Which lines in the data below contain the word "help"? Copy each of them.

Items from a dataset

# # # # # # #

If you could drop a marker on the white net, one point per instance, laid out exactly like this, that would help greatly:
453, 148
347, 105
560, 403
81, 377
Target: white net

# # # # # # #

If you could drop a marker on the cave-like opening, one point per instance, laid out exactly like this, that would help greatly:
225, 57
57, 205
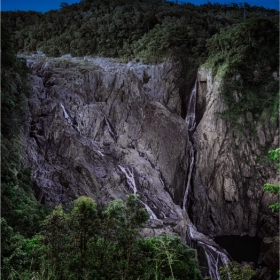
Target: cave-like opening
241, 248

# # # # # # #

SOLUTION TO THE PROBLEM
If you could drop a marker on the white net, one point per instance, laid out exactly like this, that would help greatly:
If you could drop a marker on the cave-like opening, one point per instance, laid out exactly like this, that would help greatly:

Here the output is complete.